• **What is asked**
Rewrite the listing below with every "woman's" replaced by "person's", keeping everything else unchanged.
----------
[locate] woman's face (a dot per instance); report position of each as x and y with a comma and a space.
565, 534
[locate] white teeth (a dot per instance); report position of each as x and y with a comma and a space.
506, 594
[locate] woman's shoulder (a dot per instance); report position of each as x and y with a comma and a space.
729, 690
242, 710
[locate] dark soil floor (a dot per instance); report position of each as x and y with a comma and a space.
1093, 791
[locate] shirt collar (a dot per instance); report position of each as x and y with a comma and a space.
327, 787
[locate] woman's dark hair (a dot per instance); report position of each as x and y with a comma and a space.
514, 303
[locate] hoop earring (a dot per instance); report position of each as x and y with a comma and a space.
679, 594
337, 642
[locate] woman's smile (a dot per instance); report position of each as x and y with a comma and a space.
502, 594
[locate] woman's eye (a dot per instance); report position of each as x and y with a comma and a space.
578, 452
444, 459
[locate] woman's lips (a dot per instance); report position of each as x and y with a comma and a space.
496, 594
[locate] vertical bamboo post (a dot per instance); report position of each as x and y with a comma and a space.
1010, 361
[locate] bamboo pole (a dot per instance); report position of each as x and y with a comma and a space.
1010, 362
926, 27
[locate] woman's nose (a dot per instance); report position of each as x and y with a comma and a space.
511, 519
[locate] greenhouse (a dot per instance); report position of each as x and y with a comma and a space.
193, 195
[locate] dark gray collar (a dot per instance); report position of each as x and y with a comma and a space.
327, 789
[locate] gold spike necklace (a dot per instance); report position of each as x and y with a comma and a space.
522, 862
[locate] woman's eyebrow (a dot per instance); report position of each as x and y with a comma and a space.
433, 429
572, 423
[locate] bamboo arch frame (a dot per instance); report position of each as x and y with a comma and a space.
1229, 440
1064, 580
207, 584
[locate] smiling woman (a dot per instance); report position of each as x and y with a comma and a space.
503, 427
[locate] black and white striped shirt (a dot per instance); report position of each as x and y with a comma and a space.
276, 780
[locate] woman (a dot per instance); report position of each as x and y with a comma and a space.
----------
• **Task response**
[locate] person's face (a dot per instance); report position of each as x and y with a comma and a space.
565, 534
[locate] white teeth (a dot per instance); report position of each as x and y with a comma and a space.
506, 594
[locate] person's shoulder (a dot per instance); report position of each as x and y with a comma and a space.
729, 690
242, 710
[locate] dark soil floor (a dot per instance); report position of each as x and y with a comma and a space.
1093, 791
[locate] shirt collar (a dot per instance); report position of each as x and y with a comma and a space.
327, 787
[locate] person's dark hair (a dot per instance); report position of each as x and y with a comma and a space.
514, 303
[locate] hoop earring (a dot per instance); report position of each as x and y with a comma and a space.
679, 594
337, 642
[locate] person's smile (a dot per instance); report position of each as x and y with a comma and a space.
502, 594
[locate] person's eye (a dot per instance); report position of each as x and y with a comma and a space.
578, 452
444, 459
[locate] person's lips (a dot per instance); report position of each as x and y with a comma and a space.
496, 594
[locate] vertical bamboo post (a dot per instance); report position of each as x and y with a comma and a space.
1010, 361
[locate] bamboo pole (a dot per instance); report position of each as x and y with a comma and a space.
1010, 362
926, 27
[locate] person's nose (a dot per instance); report position of each as x and y with a comma and a space.
511, 519
[locate] greenhouse (a dot per instance); report position of each as x and y with a comma and a space.
193, 195
[locate] dark gray collar (a dot per instance); report position of each as x and y with a comma and a space.
327, 789
[locate] gold spike necklace (a dot per instance); report position of each as x and y with a comma and a space.
522, 862
[locate] person's eyebrow (a dot per instance); report position of each as x and y with a comma and a space.
433, 429
572, 423
[locate] bamboo arch frame (a dot per instance); report position of each as x and y with a comma and a space.
1229, 440
1064, 580
207, 584
[locate] smiling woman (a dot per instance); report position of each as x and y with a comma and a space.
503, 427
[locate] black and white striped shirt (a dot per instance); report position of each as x and y with a comma and a space.
276, 780
[locate] woman (a dot per instance); report position of each as x and y with a comma and a space.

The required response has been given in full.